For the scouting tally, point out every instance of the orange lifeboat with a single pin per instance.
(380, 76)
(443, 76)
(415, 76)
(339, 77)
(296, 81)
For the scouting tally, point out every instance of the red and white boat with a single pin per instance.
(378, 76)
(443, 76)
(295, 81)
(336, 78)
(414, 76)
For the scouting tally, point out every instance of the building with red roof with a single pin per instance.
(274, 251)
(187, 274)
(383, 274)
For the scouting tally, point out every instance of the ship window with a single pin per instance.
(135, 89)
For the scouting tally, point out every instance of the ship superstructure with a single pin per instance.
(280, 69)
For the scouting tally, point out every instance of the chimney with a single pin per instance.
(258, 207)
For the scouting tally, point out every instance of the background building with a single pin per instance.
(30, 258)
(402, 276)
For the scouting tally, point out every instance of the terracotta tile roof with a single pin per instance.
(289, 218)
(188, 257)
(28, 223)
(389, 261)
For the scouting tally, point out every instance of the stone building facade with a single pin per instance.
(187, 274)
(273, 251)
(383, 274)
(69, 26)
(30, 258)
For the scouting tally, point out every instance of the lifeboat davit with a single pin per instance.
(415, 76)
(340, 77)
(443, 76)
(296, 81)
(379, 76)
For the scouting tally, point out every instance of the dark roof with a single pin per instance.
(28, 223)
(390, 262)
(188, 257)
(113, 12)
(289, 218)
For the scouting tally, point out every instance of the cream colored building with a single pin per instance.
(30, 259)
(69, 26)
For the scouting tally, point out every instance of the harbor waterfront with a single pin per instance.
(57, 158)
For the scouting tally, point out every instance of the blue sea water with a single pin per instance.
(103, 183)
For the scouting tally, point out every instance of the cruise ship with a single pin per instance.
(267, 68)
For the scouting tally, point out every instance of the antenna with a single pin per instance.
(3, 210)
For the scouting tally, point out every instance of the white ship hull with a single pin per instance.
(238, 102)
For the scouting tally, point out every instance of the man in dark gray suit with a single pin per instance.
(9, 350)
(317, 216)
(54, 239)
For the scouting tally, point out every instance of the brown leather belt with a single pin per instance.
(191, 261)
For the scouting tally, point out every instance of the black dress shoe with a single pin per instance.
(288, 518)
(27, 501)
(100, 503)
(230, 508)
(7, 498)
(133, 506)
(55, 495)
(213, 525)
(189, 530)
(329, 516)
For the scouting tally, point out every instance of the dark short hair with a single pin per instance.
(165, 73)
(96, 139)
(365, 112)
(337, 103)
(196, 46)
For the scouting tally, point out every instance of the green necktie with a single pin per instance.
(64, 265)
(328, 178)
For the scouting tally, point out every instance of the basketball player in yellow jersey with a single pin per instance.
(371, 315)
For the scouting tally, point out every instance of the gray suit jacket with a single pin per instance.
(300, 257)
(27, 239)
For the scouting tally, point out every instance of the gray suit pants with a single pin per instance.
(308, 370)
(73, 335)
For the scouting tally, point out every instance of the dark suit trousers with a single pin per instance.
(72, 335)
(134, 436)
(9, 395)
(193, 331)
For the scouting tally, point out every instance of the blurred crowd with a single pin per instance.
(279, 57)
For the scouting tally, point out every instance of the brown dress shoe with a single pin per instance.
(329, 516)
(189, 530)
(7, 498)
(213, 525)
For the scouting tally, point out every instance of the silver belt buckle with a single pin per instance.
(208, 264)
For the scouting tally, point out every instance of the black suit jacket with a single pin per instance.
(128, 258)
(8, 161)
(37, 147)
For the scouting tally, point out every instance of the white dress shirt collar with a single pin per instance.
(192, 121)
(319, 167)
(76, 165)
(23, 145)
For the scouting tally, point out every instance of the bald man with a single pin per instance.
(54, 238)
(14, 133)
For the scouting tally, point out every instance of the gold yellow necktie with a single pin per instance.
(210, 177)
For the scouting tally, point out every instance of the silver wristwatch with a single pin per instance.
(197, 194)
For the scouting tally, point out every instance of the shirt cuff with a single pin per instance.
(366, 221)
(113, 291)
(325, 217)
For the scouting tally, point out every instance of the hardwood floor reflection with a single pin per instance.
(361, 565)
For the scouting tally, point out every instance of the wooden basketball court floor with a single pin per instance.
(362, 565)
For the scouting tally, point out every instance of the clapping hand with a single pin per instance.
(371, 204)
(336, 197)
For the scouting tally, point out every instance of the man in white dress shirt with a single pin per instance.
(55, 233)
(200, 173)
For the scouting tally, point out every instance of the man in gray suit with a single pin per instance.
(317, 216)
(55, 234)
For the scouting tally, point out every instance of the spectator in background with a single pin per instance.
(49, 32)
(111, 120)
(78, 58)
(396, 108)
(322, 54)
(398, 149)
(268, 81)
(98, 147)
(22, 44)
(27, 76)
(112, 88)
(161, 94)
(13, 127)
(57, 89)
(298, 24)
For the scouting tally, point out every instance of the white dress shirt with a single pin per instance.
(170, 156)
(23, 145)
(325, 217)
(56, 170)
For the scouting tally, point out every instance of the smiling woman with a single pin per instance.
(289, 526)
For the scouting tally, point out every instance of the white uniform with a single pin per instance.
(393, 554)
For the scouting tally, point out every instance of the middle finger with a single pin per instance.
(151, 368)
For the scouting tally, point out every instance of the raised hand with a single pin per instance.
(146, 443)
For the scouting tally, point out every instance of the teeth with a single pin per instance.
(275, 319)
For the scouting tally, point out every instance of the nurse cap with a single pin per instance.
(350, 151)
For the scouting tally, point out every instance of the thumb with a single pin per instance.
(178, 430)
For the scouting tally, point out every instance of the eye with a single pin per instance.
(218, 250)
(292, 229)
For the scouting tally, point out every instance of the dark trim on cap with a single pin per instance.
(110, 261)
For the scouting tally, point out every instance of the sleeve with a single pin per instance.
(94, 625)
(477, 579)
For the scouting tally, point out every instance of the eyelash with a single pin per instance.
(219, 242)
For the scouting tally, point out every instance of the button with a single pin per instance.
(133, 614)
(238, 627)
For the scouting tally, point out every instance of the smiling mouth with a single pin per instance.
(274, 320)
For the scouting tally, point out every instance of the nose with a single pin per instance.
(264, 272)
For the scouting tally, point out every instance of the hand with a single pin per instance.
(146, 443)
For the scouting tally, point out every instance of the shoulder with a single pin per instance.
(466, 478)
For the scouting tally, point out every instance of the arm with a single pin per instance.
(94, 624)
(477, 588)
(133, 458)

::::::::::

Set exercise: Every record should be given again exactly.

Output:
For the scouting tally, point out every instance of the orange lifeboat with a single pin per instance.
(380, 76)
(443, 76)
(415, 76)
(339, 77)
(296, 81)
For the scouting tally, point out every instance of the red and white boat with a single pin per instance.
(378, 76)
(443, 76)
(295, 81)
(336, 78)
(414, 76)
For the scouting tally, point out every instance of the building with red roof with a single pin per instance.
(274, 251)
(187, 274)
(383, 274)
For the scouting tally, point out every instance of the ship window with a single pin per instance.
(135, 89)
For the scouting tally, point out every instance of the ship superstructure with a single pin per instance.
(280, 69)
For the scouting tally, point out every instance of the chimney with a single pin per instance.
(258, 207)
For the scouting tally, point out every instance of the background building with a single pin per instance.
(30, 258)
(402, 276)
For the scouting tally, point out every instance of the terracotta tile roof with a single pin per instance.
(289, 218)
(188, 257)
(28, 223)
(389, 261)
For the scouting tally, point out every instance of the stone building facade with a single pin per instance.
(187, 274)
(273, 251)
(383, 274)
(69, 26)
(30, 258)
For the scouting tally, point out every instance of the lifeboat davit with a single pin per instance.
(415, 76)
(340, 77)
(443, 76)
(296, 81)
(379, 76)
For the scouting tally, point out every instance of the dark roof with a single pin per instance.
(28, 223)
(390, 262)
(188, 257)
(113, 12)
(289, 218)
For the scouting tally, point out every instance of the cream colored building with a single pin per instance.
(30, 259)
(69, 26)
For the scouting tally, point out every instance of the harbor waterfront with a single pin per instance.
(57, 158)
For the scouting tally, point out every instance of the blue sea water with a single pin per instance.
(103, 183)
For the scouting tally, point out every instance of the cruise ship with a single pin per instance.
(267, 68)
For the scouting tally, point out every instance of the antenna with a single pin per instance.
(3, 210)
For the scouting tally, point out every instance of the white ship hull with a single pin per instance.
(238, 102)
For the scouting tally, point out every instance of the man in dark gray suit with a single pin per instance.
(9, 350)
(317, 216)
(54, 239)
For the scouting tally, point out every instance of the brown leather belt with a single pin per instance.
(191, 261)
For the scouting tally, point out every instance of the black dress shoe with a single pin per instance.
(288, 518)
(27, 501)
(100, 503)
(230, 508)
(7, 498)
(133, 506)
(55, 495)
(213, 525)
(189, 530)
(329, 516)
For the scouting tally, point out every instance of the dark short hair with a single pin per instance.
(165, 73)
(96, 139)
(365, 112)
(337, 103)
(196, 46)
For the scouting tally, point out every instance of the green necktie with a single pin per instance.
(64, 265)
(328, 178)
For the scouting tally, point out every instance of the basketball player in yellow jersey with a single pin per instance.
(371, 315)
For the scouting tally, point out every instance of the gray suit jacket with a single pin per instance.
(300, 257)
(27, 239)
For the scouting tally, point out every instance of the gray suit pants with a single pin per instance.
(308, 370)
(73, 335)
For the scouting tally, point out every instance of the dark suit trousers with a single pin per instance.
(72, 335)
(134, 436)
(9, 395)
(193, 331)
For the scouting tally, point out every instance of the blurred crowd with a single pin per instance.
(279, 57)
For the scouting tally, point out every instance of the brown dress shoe with a single pin per instance.
(329, 516)
(189, 530)
(7, 498)
(213, 525)
For the scouting tally, point out every instance of the silver belt buckle with a single pin per instance.
(208, 264)
For the scouting tally, point out every instance of the black suit jacket with a single pin per instance.
(128, 258)
(8, 161)
(37, 147)
For the scouting tally, point out every instance of the white dress shirt collar with a single pin per instance.
(192, 121)
(319, 167)
(76, 165)
(23, 145)
For the scouting tally, point out every instance of the bald man with a single pin per instance.
(54, 238)
(14, 133)
For the scouting tally, point out every instance of the gold yellow necktie with a single pin per instance.
(210, 177)
For the scouting tally, point out every instance of the silver wristwatch with a single pin per instance.
(197, 194)
For the scouting tally, point out every instance of the shirt cuff with a single pin per instance.
(366, 221)
(113, 291)
(325, 217)
For the scouting tally, point out every instance of the hardwood floor reflection with a single pin per instance.
(361, 565)
For the scouting tally, point out every instance of the wooden basketball court floor with a single pin per instance.
(362, 565)
For the scouting tally, point out every instance of the clapping hand with a single pin per instance.
(371, 204)
(336, 197)
For the scouting tally, point out every instance of the man in white dress shirt with a single pin per instance.
(55, 233)
(200, 173)
For the scouting tally, point out every instance of the man in gray suit with a single pin per instance.
(317, 216)
(55, 234)
For the scouting tally, point out every instance of the spectator in background with a single pin per instance.
(49, 32)
(111, 120)
(78, 58)
(396, 108)
(322, 54)
(398, 149)
(268, 81)
(98, 147)
(22, 44)
(27, 76)
(112, 88)
(161, 94)
(13, 127)
(57, 89)
(298, 24)
For the scouting tally, point out every instance of the white dress shirt with a single pin per instance.
(170, 156)
(23, 145)
(325, 217)
(56, 170)
For the scouting tally, point out every instance of the smiling woman with a single pin per instance.
(289, 526)
For the scouting tally, point out every instance of the white uniform with a single pin per instance.
(393, 554)
For the scouting tally, point out every instance of the middle finger with a single pin per instance.
(151, 368)
For the scouting tally, point out every instance of the raised hand with a single pin per instance.
(146, 443)
For the scouting tally, point out every instance of the teeth with a single pin per instance.
(275, 319)
For the scouting tally, point out every instance of the nurse cap with a single pin per instance.
(350, 151)
For the scouting tally, point out every instance of the thumb with a single pin per instance.
(178, 430)
For the scouting tally, point out every instance of the eye with a single pin per instance.
(218, 250)
(292, 229)
For the scouting tally, point out every instance of the dark trim on cap with a single pin per instance.
(110, 261)
For the scouting tally, point out every instance of the sleeve with a single pin per instance.
(94, 625)
(477, 579)
For the scouting tally, point out every instance of the eyelash with a single pin per instance.
(219, 242)
For the scouting tally, point out every instance of the button with a single pin per instance.
(133, 614)
(238, 627)
For the scouting tally, point out every instance of the smiling mouth with a single pin per instance.
(274, 320)
For the scouting tally, point out every instance of the nose with a single pin per instance.
(264, 272)
For the scouting tally, point out every instance of the hand with a single pin per instance.
(146, 443)
For the scouting tally, point out every instance of the shoulder with a single pin per instance.
(466, 478)
For the scouting tally, point out every instance of the arm with a single pin per instance.
(94, 624)
(477, 588)
(133, 458)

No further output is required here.